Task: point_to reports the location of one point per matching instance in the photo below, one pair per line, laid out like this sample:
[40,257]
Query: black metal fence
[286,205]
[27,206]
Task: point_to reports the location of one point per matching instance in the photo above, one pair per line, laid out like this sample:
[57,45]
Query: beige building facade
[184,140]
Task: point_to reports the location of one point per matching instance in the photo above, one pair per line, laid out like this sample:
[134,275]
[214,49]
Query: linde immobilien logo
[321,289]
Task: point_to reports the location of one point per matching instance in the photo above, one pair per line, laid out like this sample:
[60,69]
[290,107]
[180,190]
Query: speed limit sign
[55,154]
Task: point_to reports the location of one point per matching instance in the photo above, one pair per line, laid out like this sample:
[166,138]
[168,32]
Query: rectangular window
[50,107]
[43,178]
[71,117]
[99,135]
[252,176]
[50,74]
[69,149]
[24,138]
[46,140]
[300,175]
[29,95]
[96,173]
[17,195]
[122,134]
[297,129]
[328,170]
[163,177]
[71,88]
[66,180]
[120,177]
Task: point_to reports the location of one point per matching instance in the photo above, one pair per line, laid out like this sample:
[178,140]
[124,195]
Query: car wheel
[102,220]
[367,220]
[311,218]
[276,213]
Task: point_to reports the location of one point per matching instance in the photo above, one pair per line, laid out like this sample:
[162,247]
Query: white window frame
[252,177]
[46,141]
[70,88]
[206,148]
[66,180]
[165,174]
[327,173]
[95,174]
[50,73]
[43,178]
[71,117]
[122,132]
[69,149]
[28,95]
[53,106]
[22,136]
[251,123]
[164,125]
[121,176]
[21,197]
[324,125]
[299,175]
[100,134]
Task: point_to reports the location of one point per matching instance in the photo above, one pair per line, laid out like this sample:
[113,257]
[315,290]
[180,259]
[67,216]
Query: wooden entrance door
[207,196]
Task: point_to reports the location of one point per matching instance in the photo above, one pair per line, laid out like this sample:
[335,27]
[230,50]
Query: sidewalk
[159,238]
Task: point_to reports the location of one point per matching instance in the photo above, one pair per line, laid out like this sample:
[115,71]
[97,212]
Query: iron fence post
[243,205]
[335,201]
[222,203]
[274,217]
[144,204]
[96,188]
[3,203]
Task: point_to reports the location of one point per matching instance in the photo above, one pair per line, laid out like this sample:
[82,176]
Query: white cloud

Work required
Collect every line above that contains the word "white", and copy each of those lines.

Complete output
Query: white window frame
Query: white cloud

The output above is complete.